▸ DATA ROWS
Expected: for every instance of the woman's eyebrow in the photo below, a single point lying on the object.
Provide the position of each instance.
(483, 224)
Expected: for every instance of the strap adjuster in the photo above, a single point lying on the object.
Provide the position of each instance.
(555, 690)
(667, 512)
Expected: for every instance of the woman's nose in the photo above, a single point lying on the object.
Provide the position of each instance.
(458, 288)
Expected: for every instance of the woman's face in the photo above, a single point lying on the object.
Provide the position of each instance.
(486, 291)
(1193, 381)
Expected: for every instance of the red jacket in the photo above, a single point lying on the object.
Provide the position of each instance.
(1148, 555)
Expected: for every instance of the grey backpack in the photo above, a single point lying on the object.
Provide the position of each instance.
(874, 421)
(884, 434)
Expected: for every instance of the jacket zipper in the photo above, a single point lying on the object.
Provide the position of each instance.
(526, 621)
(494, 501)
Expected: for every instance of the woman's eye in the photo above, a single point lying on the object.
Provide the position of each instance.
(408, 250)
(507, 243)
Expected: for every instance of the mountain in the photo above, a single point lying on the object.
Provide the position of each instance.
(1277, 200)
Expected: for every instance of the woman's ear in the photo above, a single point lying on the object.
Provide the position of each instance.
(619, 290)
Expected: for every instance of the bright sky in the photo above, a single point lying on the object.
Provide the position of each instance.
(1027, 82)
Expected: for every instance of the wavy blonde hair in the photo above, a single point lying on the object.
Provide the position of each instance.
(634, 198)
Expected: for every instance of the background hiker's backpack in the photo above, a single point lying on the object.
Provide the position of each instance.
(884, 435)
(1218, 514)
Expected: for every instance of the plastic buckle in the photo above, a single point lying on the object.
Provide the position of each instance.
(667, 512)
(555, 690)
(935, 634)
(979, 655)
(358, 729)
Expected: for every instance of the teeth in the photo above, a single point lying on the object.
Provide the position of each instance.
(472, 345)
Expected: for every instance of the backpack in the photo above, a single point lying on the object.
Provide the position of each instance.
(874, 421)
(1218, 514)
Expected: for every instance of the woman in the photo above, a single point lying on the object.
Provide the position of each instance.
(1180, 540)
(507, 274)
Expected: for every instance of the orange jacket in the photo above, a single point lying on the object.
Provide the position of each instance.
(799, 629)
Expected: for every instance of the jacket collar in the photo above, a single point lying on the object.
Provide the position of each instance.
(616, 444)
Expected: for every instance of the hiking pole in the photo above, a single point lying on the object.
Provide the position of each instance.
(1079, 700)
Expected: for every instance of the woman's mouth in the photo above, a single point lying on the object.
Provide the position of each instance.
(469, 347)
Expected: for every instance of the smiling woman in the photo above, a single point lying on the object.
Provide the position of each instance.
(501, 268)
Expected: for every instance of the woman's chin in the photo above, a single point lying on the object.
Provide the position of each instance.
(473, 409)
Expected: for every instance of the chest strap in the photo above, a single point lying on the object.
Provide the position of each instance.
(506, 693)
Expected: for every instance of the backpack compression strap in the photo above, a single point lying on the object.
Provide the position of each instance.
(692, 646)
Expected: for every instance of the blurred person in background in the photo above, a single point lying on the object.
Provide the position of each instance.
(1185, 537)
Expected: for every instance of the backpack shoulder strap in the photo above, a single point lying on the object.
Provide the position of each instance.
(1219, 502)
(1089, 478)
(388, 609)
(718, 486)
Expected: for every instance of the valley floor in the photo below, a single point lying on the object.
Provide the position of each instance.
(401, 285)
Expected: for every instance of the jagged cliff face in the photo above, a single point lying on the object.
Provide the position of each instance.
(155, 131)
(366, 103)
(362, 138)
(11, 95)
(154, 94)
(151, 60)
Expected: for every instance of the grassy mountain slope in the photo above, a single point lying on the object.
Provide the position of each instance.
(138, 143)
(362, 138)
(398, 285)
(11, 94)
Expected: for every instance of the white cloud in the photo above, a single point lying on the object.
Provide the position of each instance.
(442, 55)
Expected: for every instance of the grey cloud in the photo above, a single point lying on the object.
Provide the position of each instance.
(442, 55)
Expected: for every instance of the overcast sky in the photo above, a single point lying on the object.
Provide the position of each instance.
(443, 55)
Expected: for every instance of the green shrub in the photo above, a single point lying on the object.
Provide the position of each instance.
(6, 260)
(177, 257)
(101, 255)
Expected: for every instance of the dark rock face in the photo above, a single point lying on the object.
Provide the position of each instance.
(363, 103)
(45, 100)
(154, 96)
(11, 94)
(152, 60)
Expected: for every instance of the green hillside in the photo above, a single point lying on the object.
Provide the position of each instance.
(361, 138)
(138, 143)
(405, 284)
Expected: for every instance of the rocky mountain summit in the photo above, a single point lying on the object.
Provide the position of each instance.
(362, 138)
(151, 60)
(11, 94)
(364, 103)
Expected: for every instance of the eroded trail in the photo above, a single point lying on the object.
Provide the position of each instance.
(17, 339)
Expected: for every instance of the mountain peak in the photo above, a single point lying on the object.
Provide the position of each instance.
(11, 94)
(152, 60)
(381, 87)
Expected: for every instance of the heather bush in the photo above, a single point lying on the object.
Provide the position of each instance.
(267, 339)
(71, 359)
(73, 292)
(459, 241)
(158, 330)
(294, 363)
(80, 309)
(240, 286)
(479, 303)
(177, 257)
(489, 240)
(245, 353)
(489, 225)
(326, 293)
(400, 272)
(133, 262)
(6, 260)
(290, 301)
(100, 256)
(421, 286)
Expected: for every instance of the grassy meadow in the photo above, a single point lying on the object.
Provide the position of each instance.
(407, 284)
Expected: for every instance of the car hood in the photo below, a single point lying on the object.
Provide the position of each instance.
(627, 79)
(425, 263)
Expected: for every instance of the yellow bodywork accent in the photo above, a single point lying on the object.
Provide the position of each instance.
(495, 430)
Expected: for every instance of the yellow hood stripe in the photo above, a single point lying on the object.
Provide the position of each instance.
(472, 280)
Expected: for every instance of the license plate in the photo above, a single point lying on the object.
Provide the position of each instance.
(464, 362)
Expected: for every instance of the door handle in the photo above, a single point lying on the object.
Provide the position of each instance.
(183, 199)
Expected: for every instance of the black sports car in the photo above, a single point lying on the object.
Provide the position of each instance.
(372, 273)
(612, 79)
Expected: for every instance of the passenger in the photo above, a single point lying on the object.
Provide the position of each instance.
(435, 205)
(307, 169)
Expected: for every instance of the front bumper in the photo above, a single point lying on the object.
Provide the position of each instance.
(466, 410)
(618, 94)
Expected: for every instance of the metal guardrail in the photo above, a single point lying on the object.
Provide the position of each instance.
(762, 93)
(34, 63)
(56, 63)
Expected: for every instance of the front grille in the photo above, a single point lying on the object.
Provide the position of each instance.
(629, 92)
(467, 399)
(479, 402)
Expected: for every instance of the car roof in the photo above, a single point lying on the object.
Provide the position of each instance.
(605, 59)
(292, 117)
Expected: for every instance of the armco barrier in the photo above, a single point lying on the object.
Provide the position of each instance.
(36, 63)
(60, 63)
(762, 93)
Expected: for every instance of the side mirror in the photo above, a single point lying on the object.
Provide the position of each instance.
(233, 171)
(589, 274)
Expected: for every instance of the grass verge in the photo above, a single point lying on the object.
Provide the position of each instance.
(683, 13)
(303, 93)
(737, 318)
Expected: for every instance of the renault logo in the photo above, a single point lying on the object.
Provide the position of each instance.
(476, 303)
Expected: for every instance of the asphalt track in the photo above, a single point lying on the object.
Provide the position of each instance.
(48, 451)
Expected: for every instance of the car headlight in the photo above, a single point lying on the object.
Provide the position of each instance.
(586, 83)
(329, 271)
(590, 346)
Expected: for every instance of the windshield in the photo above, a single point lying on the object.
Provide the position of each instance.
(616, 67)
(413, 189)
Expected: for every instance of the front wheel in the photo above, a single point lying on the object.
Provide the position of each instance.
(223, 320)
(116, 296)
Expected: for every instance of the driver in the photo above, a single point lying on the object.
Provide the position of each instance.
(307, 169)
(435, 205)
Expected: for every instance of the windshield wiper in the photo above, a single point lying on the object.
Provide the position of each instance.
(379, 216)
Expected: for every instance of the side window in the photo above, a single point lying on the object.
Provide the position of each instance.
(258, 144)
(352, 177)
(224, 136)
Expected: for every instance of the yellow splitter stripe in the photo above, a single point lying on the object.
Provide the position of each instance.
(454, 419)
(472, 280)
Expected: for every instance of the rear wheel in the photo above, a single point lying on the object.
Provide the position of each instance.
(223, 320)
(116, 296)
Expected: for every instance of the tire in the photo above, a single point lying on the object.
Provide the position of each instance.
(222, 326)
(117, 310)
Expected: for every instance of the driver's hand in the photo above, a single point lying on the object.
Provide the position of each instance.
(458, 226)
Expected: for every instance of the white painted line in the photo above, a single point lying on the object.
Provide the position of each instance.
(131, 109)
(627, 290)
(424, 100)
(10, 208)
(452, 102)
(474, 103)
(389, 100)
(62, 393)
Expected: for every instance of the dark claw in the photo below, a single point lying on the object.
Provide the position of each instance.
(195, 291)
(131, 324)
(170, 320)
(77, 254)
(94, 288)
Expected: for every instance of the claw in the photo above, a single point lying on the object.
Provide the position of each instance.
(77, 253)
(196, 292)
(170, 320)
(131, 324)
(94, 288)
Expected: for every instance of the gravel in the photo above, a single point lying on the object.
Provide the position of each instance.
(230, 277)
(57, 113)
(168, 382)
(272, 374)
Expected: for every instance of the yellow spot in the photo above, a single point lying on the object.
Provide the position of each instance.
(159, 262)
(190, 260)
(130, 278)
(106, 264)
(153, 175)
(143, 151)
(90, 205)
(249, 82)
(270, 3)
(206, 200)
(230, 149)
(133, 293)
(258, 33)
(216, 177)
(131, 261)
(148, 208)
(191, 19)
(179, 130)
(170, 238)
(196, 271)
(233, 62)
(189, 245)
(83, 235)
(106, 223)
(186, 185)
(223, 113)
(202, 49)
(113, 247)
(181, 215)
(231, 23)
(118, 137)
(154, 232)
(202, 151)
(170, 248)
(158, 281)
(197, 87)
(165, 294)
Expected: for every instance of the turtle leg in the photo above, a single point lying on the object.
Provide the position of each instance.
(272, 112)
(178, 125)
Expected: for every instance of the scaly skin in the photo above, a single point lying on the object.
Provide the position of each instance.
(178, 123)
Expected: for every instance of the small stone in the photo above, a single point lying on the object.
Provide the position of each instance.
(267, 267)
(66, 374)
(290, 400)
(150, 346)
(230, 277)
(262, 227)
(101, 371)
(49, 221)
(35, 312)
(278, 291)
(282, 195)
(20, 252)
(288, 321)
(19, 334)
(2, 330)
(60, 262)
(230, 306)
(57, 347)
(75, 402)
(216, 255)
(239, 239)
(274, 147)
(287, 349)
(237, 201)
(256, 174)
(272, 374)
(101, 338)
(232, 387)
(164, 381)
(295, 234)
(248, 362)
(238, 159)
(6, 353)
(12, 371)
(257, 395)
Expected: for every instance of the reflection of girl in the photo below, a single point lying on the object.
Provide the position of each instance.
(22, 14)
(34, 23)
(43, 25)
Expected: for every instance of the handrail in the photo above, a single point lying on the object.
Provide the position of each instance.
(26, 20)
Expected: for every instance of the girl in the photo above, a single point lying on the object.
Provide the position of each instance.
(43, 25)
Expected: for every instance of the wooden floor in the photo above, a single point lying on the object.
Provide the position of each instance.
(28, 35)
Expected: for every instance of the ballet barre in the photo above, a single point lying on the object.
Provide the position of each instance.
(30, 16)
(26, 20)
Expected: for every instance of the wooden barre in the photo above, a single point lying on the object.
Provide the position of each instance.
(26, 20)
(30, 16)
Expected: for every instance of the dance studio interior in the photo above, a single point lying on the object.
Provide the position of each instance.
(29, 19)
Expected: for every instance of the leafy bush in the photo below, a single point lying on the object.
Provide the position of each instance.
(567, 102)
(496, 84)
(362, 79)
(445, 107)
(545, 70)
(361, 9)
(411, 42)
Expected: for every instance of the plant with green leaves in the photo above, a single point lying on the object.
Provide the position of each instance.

▸ WORK INSTRUCTIONS
Go back to the data above and please quote exactly, and only, the lines from the line with "Expected: for every instance of the wooden barre" through its last line.

▸ RESULT OF THE TASK
Expected: for every instance of the wooden barre in the photo above, a single point lying on the object.
Provide the position of each instance.
(26, 20)
(30, 16)
Expected: for every instance of the dance studio interior in the photo above, a single point lying on the object.
Provide the position of each instance.
(29, 19)
Expected: for every instance of the leafy bush in the photo below, a single point lying on the object.
Provide the position of each instance.
(567, 102)
(496, 84)
(362, 79)
(445, 107)
(545, 70)
(361, 9)
(411, 42)
Expected: for every instance of the plant with green leaves in the photo above, a single point lying on the object.
Provide the position of each instance.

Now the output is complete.